● **The input**:
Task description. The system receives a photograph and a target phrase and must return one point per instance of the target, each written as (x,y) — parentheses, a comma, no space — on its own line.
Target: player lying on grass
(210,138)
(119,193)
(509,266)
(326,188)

● **Stated task**: Reproduce all of the lines above, requests included, with every coordinate in the answers multiplied by 2.15 and rounded to the nearest whole number, halves rounded up.

● **Completed exercise**:
Task description. The system receives a photograph and a target phrase and must return one point per instance of the target, each written as (x,y) — parentheses, a comma, no space — on its own line.
Target: player lying on grass
(452,297)
(256,415)
(1094,572)
(701,404)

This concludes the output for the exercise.